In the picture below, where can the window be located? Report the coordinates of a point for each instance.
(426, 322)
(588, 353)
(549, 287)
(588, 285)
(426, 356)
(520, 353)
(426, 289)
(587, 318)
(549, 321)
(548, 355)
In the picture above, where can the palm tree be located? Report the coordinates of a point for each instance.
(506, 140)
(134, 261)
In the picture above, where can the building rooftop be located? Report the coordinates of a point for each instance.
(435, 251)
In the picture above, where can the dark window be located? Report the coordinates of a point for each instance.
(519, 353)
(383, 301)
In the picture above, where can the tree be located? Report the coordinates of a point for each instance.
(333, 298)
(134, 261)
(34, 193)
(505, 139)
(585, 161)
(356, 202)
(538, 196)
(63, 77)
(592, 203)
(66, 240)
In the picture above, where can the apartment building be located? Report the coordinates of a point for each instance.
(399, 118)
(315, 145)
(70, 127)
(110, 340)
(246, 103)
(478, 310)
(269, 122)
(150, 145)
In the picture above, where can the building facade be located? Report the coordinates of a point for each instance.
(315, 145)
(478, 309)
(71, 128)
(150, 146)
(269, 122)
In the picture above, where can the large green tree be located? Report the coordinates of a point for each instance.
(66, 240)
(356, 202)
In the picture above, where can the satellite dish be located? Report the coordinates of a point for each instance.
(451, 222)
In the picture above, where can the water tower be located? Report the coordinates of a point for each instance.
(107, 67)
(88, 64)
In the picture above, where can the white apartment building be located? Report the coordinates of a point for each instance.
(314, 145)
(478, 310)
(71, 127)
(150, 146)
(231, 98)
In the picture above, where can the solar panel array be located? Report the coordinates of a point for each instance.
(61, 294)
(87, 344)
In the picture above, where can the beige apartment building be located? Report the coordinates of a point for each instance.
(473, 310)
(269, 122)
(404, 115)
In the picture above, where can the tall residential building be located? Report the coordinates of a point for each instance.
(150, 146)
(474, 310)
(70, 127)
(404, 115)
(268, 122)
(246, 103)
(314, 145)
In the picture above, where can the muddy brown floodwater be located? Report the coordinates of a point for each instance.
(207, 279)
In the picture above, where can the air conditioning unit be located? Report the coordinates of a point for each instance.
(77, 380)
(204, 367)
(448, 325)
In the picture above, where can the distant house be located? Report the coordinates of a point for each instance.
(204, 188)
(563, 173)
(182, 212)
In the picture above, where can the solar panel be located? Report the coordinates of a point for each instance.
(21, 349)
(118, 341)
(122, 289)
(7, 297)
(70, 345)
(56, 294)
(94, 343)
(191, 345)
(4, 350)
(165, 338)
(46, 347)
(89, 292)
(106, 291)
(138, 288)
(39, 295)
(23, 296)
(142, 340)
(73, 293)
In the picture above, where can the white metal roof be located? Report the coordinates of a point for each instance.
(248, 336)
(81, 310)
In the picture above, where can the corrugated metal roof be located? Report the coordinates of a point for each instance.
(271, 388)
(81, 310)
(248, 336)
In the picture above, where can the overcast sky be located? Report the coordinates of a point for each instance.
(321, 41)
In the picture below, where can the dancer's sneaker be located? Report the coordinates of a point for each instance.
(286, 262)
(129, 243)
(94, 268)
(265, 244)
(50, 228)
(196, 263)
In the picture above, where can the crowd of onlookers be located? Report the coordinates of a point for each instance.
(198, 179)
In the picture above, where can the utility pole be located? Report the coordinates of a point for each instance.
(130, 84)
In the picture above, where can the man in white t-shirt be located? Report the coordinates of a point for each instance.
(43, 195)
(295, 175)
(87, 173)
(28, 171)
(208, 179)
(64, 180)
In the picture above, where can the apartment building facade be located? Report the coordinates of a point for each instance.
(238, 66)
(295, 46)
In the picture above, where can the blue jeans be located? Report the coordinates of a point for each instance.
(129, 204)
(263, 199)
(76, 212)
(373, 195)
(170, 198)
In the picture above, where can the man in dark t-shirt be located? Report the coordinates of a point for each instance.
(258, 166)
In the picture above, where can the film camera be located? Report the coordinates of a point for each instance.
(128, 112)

___

* _Exercise directions_
Would you copy out all the entries above without changing a single character?

* _Output of the task_
In the picture below, where can the window be located? Report the coordinates of a point for each instance.
(426, 322)
(588, 353)
(549, 287)
(588, 285)
(426, 356)
(520, 353)
(426, 289)
(587, 318)
(549, 321)
(548, 355)
In the picture above, where can the palm tree be located? Report the coordinates of a point for each instance.
(506, 140)
(134, 261)
In the picture above, where can the building rooftop be located? Report the coordinates of a point for each instance.
(435, 251)
In the picture above, where can the dark window be located? Report the coordinates of a point for each instance.
(519, 353)
(383, 301)
In the picture above, where can the tree be located? Report the coordinates of a point for each instance.
(333, 298)
(134, 261)
(34, 193)
(505, 139)
(585, 161)
(356, 202)
(538, 196)
(63, 77)
(592, 203)
(66, 240)
In the picture above, where can the apartment building be located? Report the coordinates of a point for each instance.
(399, 118)
(315, 145)
(70, 127)
(110, 340)
(246, 103)
(478, 310)
(269, 122)
(150, 145)
In the picture above, where can the building facade be located? Report the coordinates of a point for each instance.
(315, 145)
(478, 309)
(71, 128)
(150, 146)
(269, 122)
In the picture above, where can the large green tree be located? Report the coordinates of a point for each instance.
(66, 240)
(356, 202)
In the picture above, where can the satellite dish be located? Report the coordinates of a point for each instance.
(451, 222)
In the picture above, where can the water tower be located? Report the coordinates of a point for each instance.
(107, 67)
(88, 64)
In the picture above, where can the white apartment building be located? Report the coordinates of a point for each instance.
(314, 145)
(478, 310)
(71, 127)
(150, 146)
(231, 98)
In the picture above, where can the solar panel array be located? Report the coordinates of a point for each instance.
(61, 294)
(87, 344)
In the picture above, where can the beige apartment building be located? Report the coordinates of a point for each instance.
(473, 310)
(269, 122)
(404, 115)
In the picture above, where can the tall residential building be located? Report the coordinates of a point for each instance.
(150, 146)
(474, 310)
(70, 127)
(404, 115)
(268, 122)
(246, 103)
(314, 145)
In the picture above, where can the muddy brown floodwater be located? Report the coordinates of a point for each instance.
(207, 279)
In the picture above, where can the air conditioning unit be located? Report the coordinates of a point for each instance.
(77, 380)
(204, 367)
(448, 325)
In the picture above, where can the distant house be located? Report the coordinates of a point for each instance.
(204, 188)
(563, 173)
(182, 212)
In the picture above, where can the solar panel be located? Report the coordinates of a point for each instance.
(21, 349)
(118, 341)
(122, 289)
(7, 297)
(70, 345)
(56, 294)
(94, 343)
(191, 345)
(4, 350)
(165, 338)
(46, 347)
(89, 292)
(106, 291)
(138, 288)
(39, 295)
(23, 296)
(142, 340)
(73, 293)
In the picture above, where can the white metal roof be located? Report the coordinates of a point for each instance.
(248, 336)
(81, 310)
In the picture above, where can the corrugated metal roof be located? Report the coordinates of a point for each instance.
(271, 388)
(81, 310)
(248, 336)
In the picture above, where can the overcast sky be located? Report the coordinates of a point for each instance.
(321, 41)
In the picture below, where can the dancer's sneaker be located? Report the coordinates of a point for each instance.
(286, 262)
(129, 243)
(94, 268)
(265, 244)
(50, 228)
(196, 263)
In the picture above, where can the crowd of onlookers be located? Report the coordinates of a point for each instance.
(198, 179)
In the picture above, where can the utility pole be located? Report the coordinates of a point for each instance.
(130, 84)
In the picture above, where can the man in white t-shirt be located? Report the coordinates of a point for each instance.
(43, 195)
(295, 175)
(87, 173)
(28, 171)
(208, 179)
(64, 180)
In the picture above, where can the apartment building facade be located? Report the coordinates of a point for each instance.
(238, 66)
(295, 46)
In the picture above, where can the blue jeans be located? Report the coordinates of a point for each instance.
(129, 204)
(263, 199)
(76, 212)
(373, 195)
(170, 198)
In the picture above, where can the man in dark t-shirt be located? Report the coordinates of a point for each instance.
(258, 166)
In the picture above, where can the film camera be located? Report the coordinates of a point for each instance.
(128, 112)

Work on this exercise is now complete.